>> start TEXT SECTION
Methods $transform()
and $inverse_transform()
can be used to transform
and back transform a data set based on the learned parameters.
Currently, DataTransformer supports z-transformation (a.k.a. normalization)
for numerical features/variables and one hot encoding for categorical
features/variables. In your call to fit you just need to indicate which
columns contain discrete features.
Value
A class to transform (normalize or one hot encode) tabular data for RGAN
Methods
Public methods
Method new()
Create a new data_transformer object
Usage
data_transformer$new()
Method fit_continuous()
Usage
data_transformer$fit_continuous(column = NULL, data = NULL)
Method fit_discrete()
Usage
data_transformer$fit_discrete(column = NULL, data = NULL)
Method fit()
Fit a data_transformer to data.
Usage
data_transformer$fit(data, discrete_columns = NULL)
Arguments
data
The data set to transform
discrete_columns
Column ids for columns with discrete/nominal values to be one hot encoded.
>> end TEXT SECTION
>> start DATA ENTRIES
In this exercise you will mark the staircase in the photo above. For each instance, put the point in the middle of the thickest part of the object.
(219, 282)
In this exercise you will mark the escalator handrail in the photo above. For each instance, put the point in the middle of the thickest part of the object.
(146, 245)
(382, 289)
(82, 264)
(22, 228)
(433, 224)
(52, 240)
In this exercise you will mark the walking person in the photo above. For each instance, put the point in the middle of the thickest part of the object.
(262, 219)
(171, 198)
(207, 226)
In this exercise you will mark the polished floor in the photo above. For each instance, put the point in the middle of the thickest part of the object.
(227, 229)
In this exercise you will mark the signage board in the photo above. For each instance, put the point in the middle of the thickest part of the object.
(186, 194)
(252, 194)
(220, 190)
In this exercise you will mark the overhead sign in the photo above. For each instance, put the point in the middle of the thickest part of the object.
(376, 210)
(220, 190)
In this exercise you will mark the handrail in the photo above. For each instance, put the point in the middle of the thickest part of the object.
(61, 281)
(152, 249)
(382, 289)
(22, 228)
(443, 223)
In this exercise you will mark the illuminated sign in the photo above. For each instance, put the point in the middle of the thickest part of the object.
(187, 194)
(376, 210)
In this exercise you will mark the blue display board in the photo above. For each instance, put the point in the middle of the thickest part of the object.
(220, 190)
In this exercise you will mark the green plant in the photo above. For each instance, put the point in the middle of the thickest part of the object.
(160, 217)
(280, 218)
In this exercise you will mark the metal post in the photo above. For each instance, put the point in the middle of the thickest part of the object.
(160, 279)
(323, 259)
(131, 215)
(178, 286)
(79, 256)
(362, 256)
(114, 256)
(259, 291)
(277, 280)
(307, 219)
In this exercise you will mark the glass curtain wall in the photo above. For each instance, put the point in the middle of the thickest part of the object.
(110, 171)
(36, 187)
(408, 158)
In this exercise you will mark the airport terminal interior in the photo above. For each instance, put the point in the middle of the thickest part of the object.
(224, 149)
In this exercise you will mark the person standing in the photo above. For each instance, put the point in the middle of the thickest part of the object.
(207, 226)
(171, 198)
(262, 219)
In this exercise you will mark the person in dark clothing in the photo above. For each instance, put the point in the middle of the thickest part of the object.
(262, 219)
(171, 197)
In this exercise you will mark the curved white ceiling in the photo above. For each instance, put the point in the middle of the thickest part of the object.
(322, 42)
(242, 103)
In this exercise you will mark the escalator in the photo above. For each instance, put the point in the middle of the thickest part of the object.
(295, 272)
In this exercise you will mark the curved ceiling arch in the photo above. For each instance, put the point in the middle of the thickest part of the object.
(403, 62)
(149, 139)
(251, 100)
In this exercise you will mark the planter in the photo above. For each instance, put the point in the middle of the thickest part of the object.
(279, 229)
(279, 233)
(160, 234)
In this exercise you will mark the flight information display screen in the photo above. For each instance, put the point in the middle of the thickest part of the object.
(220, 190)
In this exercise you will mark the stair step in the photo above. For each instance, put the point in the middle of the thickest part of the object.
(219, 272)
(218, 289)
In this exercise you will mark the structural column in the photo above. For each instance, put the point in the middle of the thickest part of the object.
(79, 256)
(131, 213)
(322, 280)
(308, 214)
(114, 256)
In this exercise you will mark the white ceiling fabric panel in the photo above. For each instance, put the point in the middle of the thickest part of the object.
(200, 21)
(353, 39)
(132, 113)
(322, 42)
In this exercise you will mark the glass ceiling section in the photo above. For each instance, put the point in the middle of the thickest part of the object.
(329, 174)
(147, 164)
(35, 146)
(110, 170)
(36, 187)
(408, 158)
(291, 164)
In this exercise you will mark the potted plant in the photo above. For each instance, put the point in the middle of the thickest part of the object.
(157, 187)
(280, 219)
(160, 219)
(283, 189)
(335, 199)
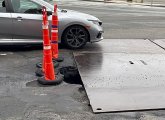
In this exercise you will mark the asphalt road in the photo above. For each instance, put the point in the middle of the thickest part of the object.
(125, 21)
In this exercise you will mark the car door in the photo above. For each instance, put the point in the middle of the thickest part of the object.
(27, 21)
(5, 23)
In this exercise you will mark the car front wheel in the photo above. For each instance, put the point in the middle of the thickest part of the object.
(75, 37)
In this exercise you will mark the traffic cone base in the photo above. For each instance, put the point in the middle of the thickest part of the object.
(56, 64)
(58, 80)
(39, 72)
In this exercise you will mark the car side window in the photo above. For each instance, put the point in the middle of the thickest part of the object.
(2, 6)
(26, 6)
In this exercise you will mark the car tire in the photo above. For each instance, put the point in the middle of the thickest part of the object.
(75, 37)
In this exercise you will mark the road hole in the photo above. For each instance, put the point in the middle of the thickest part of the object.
(131, 62)
(71, 75)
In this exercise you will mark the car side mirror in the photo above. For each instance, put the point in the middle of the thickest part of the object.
(49, 13)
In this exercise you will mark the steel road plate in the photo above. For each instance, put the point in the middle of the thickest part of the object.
(122, 82)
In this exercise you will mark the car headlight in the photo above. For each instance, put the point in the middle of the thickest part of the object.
(99, 23)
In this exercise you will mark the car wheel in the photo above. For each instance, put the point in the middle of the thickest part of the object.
(75, 37)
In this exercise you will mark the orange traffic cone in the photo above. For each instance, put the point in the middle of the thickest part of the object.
(40, 71)
(54, 36)
(48, 67)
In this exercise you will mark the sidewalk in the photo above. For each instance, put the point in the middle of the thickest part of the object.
(156, 3)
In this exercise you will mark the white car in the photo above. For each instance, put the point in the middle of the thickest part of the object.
(21, 24)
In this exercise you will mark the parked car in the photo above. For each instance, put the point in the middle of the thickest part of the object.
(21, 24)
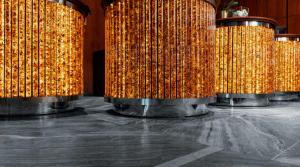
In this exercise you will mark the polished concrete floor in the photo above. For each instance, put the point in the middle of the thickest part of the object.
(95, 136)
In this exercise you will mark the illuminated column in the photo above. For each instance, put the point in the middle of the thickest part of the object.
(41, 43)
(287, 67)
(160, 56)
(244, 61)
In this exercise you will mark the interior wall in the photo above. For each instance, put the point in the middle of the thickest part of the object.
(94, 37)
(94, 41)
(276, 9)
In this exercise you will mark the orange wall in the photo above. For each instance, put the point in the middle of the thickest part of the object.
(276, 9)
(94, 40)
(94, 37)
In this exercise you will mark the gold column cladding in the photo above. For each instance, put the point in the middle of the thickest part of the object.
(287, 63)
(244, 56)
(160, 49)
(41, 45)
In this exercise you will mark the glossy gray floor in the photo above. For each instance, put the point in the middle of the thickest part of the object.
(96, 137)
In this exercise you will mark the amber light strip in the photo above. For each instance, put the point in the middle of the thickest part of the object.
(162, 49)
(287, 65)
(244, 60)
(40, 49)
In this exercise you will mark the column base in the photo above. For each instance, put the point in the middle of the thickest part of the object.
(35, 106)
(161, 108)
(285, 96)
(243, 100)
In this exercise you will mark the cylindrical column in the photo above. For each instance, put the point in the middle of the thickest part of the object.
(287, 67)
(41, 51)
(244, 61)
(160, 56)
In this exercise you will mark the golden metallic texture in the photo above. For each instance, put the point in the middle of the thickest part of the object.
(244, 60)
(40, 49)
(287, 66)
(161, 49)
>> end DATA ENTRIES
* [PROMPT 1]:
In the data_transformer documentation, what does DataTransformer currently support for categorical features?
* [PROMPT 2]:
Please repeat the data_transformer documentation between "Methods $transform()" and "z-transformation (a.k.a. normalization)", inclusive.
* [PROMPT 3]:
Decide whether each statement agrees with the data_transformer documentation, answering yes or no and quoting the deciding words: (a) The fit method takes an argument named discrete_columns. (b) Numerical features are handled with one hot encoding. (c) The new() method creates a new data_transformer object.

* [EXERCISE SOLUTION 1]:
One hot encoding.

* [EXERCISE SOLUTION 2]:
Methods $transform()
and $inverse_transform()
can be used to transform
and back transform a data set based on the learned parameters.
Currently, DataTransformer supports z-transformation (a.k.a. normalization)

* [EXERCISE SOLUTION 3]:
(a) Yes: "data_transformer$fit(data, discrete_columns = NULL)"
(b) No: "z-transformation (a.k.a. normalization) for numerical features/variables"
(c) Yes: "Create a new data_transformer object"